Supplied material Block Start

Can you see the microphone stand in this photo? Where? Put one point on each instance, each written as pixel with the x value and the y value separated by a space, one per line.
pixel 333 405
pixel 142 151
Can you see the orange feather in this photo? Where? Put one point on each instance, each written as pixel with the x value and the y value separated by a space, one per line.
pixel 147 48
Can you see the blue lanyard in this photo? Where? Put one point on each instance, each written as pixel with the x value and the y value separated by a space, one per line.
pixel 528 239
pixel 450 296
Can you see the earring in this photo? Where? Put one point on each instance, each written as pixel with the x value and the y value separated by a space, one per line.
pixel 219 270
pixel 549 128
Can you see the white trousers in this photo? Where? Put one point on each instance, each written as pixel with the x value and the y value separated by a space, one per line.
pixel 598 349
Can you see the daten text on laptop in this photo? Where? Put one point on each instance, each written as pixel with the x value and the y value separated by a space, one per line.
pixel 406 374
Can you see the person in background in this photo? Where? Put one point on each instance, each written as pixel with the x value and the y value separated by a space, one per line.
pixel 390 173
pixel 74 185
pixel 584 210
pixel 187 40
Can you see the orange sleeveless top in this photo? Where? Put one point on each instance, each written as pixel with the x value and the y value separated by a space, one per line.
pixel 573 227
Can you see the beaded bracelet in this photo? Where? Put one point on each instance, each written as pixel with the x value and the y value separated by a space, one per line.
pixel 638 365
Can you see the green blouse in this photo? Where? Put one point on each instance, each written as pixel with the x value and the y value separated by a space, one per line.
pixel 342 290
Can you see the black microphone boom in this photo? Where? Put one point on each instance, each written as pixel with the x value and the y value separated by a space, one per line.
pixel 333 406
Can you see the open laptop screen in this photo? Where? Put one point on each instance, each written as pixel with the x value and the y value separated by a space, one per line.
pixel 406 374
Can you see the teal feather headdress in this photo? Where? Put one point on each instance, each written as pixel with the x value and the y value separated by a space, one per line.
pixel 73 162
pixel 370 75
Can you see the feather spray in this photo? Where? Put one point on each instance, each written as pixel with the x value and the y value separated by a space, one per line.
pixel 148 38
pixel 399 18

Supplied material Block End

→ **Directions for this task**:
Write each record above out again exactly as it reads.

→ **Expected output**:
Can you see the microphone stand in this photo? Where? Put one point on each instance, each written as pixel with the x value and the y value separated by a space, one per line.
pixel 333 405
pixel 142 151
Can you see the orange feather in this photo? Where? Put one point on each instance, each written as pixel with the x value and the y value separated by a space, one per line.
pixel 147 48
Can you see the blue lanyard in this photo? Where? Put one point on each instance, each written as pixel with the x value and the y value separated by a space, one per line.
pixel 528 239
pixel 450 296
Can you see the earring in this photo? Where? Put one point on each instance, each written as pixel with the x value and the y value separated by a space, one per line.
pixel 219 270
pixel 549 128
Can you see the white trousers in this photo? Where? Put one point on each instance, each written as pixel with the x value and the y value separated by a space, one per line.
pixel 598 349
Can you see the daten text on laptop in this photo? Where? Put one point on each instance, each written as pixel with the x value and the y value separated by a space, one per line.
pixel 406 374
Can you see the person in background in this photo? Where? Put one point on each instance, each written as pixel with the x value and the y value separated by a space, one per line.
pixel 390 173
pixel 74 185
pixel 584 210
pixel 187 40
Can you see the orange sleeveless top in this photo? Where? Put one point on each instance, each written as pixel with the x value and the y value separated by a space, one per line.
pixel 573 227
Can you see the beaded bracelet in this photo? Where? Put one point on each instance, each written as pixel with the x value and the y value separated by a space, one per line.
pixel 638 365
Can you see the green blouse in this photo? Where? Put one point on each instance, each written as pixel with the x value and the y value separated by a space, one per line.
pixel 342 290
Can you see the black microphone boom in this photo? Where? Put one point on each instance, each written as pixel with the x value and the y value separated by a space, one per line.
pixel 333 406
Can you see the open laptop screen in this photo? Where? Put one point on each instance, each written as pixel with the x value and the y value separated by a space, one per line.
pixel 406 374
Can you see the teal feather headdress in this photo? Where? Put one point on each instance, each written as pixel with the x value and the y value separated by a space, one per line.
pixel 73 162
pixel 370 75
Can you see the feather spray in this photo? Where? Put one point on each instance, each written as pixel with the x value and the y value separated by a space, one per line.
pixel 148 38
pixel 399 18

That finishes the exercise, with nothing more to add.